> **Work instructions**: Reproduce every line of the data below, scaling each point coordinate by 0.6 and rounding it to a whole number, with halves rounded up, while keeping all other lines unchanged. Leave the pictures out of your response.

* START Task input *

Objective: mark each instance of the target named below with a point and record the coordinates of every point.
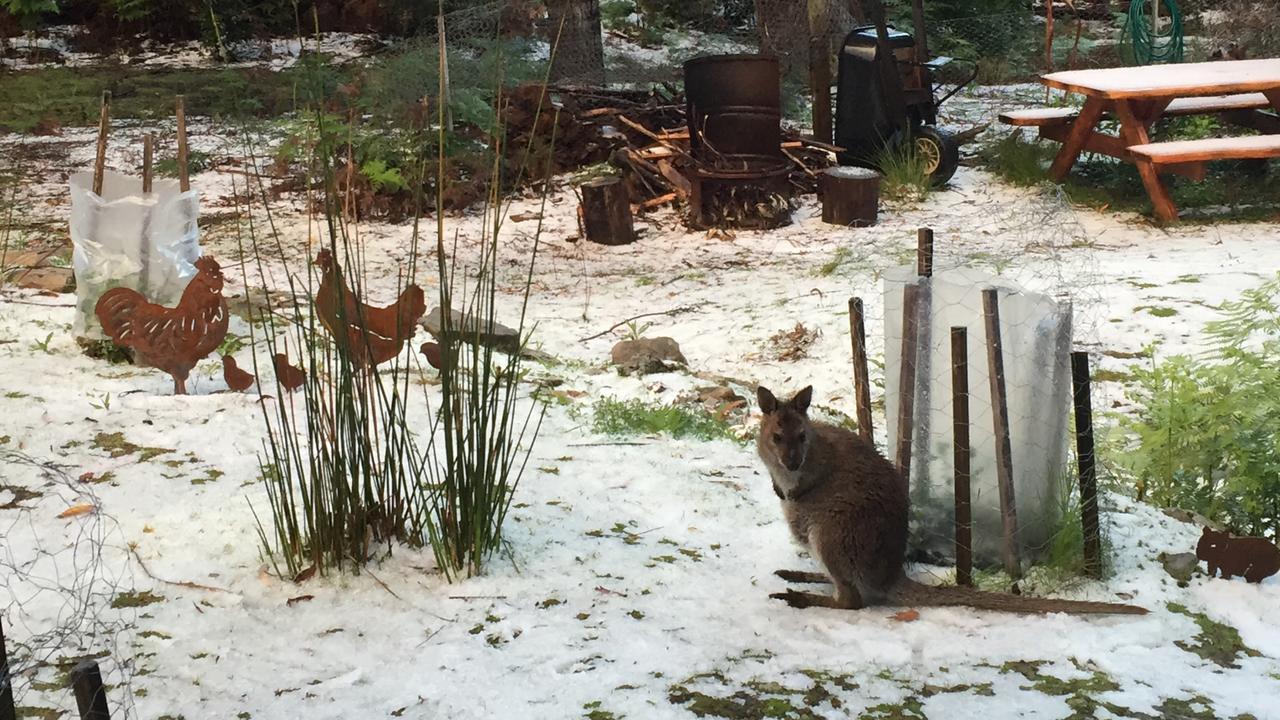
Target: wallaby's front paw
(801, 577)
(795, 598)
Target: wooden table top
(1184, 80)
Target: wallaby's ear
(801, 400)
(768, 404)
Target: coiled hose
(1165, 46)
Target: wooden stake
(104, 127)
(1004, 445)
(90, 693)
(924, 253)
(960, 433)
(183, 178)
(862, 378)
(147, 149)
(1084, 459)
(906, 382)
(7, 709)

* END Task input *

> **Exercise solution**:
Objective: mark each instance of the target named below with a point and record the coordinates of every point.
Target: wallaby's front paw
(481, 346)
(477, 359)
Target: wooden table top
(710, 48)
Target: wallaby's ear
(481, 240)
(461, 242)
Target: coiled hose
(699, 28)
Target: wooden stake
(62, 76)
(602, 267)
(54, 416)
(554, 152)
(576, 260)
(110, 107)
(517, 227)
(88, 89)
(650, 275)
(544, 229)
(4, 425)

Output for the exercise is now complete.